# [PROVIDED TEXT]
++++

Dogs help understand primary ciliary dyskinesia

A dog is mankind's best friend : the old saying has once again been borne out through a medical discovery concerning the genetic origins of primary ciliary dyskinesia (PCD). In using dogs as a research model in the framework of the European LUPA project, a team from the University of Liège's GIGA-Research Unit has been able to bring to light new mutations in a specific gene responsible for the development of the disease in human beings.

Primary ciliary dyskinesia (PCD) is a rare genetic disease which affects one person in 20,000.  The disease is characterised by motility defects in cellular micro-cilia. The flapping of these micro-cilia allows micro-organisms contained in the air to be expelled. PCD hinders this flapping and is at the root of chronic respiratory infections.

Several mutations in some dozen or so genes are responsible for the development of this disease, but they do not explain 60% of the cases in human beings. To try and resolve these cases the researchers brought their investigations to bear on…dogs.

++++

# [DATA FOR ANALYSIS]

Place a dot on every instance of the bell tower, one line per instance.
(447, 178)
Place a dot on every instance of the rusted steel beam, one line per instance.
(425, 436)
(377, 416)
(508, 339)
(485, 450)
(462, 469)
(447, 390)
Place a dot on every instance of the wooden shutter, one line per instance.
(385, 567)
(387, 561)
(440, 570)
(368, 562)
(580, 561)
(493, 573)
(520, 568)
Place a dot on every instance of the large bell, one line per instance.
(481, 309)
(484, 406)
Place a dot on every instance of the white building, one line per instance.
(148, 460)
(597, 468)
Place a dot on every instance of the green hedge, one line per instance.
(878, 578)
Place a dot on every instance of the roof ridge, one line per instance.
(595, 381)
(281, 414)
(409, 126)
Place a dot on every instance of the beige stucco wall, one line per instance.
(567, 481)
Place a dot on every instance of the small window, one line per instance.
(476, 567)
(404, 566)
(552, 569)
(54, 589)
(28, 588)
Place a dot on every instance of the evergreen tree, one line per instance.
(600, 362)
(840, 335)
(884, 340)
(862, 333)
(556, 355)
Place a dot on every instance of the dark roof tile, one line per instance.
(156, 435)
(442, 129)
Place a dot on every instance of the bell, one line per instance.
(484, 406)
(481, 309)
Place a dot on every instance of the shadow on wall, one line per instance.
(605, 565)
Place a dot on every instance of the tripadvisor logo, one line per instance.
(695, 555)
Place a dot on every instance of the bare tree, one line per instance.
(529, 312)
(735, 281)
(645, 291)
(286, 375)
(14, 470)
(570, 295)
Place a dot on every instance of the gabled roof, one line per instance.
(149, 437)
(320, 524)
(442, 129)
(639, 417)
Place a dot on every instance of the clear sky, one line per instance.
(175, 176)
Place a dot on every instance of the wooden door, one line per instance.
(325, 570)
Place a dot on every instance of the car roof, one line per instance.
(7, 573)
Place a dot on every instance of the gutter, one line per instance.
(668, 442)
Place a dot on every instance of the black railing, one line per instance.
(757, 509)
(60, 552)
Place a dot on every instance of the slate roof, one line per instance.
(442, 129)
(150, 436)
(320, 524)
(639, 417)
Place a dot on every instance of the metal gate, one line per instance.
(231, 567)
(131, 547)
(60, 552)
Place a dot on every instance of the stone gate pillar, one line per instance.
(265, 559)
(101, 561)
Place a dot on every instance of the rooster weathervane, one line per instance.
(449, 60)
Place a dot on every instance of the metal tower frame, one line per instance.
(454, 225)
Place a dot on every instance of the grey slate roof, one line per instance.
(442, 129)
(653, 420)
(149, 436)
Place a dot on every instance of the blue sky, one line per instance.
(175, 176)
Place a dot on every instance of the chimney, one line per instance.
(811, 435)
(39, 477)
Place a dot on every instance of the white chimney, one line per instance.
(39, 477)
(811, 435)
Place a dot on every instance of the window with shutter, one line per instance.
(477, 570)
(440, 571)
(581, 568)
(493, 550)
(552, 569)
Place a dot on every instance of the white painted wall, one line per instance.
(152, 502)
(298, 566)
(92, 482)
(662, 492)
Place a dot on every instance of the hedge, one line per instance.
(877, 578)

++++

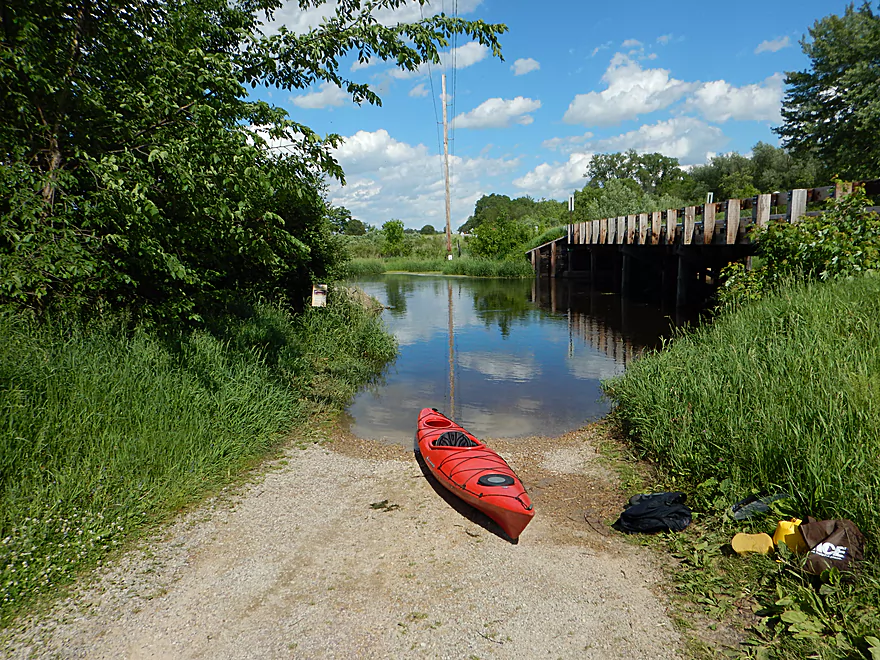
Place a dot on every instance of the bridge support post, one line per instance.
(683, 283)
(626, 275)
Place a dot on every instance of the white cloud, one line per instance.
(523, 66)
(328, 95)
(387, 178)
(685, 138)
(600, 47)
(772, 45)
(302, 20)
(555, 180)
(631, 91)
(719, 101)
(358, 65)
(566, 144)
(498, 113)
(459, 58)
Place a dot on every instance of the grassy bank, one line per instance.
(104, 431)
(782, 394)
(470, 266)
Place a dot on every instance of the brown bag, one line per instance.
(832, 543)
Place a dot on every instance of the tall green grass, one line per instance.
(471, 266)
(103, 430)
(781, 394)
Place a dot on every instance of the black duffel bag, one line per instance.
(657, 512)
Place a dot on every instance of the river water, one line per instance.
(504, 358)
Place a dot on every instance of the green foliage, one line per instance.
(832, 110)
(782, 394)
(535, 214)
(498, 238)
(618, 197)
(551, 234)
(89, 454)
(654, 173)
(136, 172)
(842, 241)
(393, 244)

++++

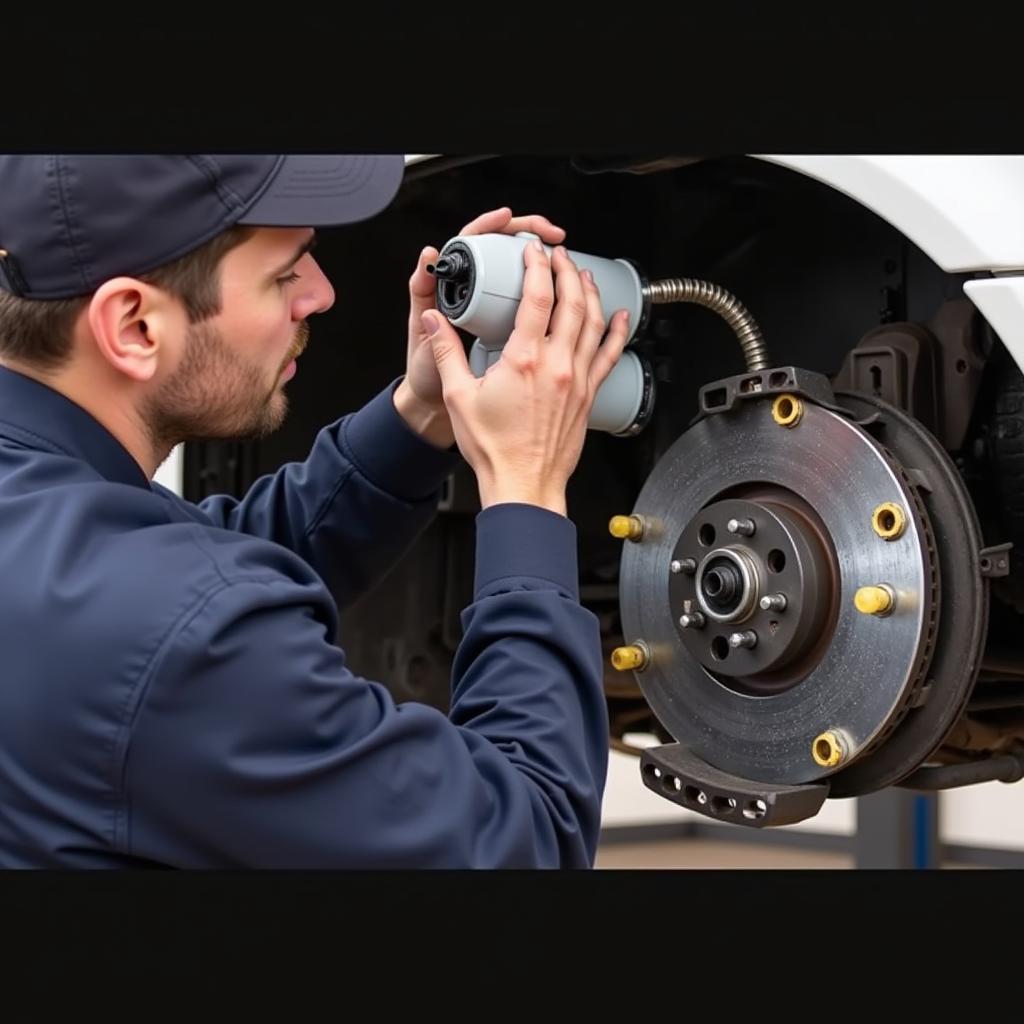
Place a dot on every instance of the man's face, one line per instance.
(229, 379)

++++

# [TASK DESCRIPTION]
Reproduce word for word the part of the article about dogs and primary ciliary dyskinesia that opens with the words containing "Dogs help understand" and closes with "chronic respiratory infections.". Draw only on the article about dogs and primary ciliary dyskinesia, not on the listing.

# [EXERCISE ANSWER]
Dogs help understand primary ciliary dyskinesia

A dog is mankind's best friend : the old saying has once again been borne out through a medical discovery concerning the genetic origins of primary ciliary dyskinesia (PCD). In using dogs as a research model in the framework of the European LUPA project, a team from the University of Liège's GIGA-Research Unit has been able to bring to light new mutations in a specific gene responsible for the development of the disease in human beings.

Primary ciliary dyskinesia (PCD) is a rare genetic disease which affects one person in 20,000.  The disease is characterised by motility defects in cellular micro-cilia. The flapping of these micro-cilia allows micro-organisms contained in the air to be expelled. PCD hinders this flapping and is at the root of chronic respiratory infections.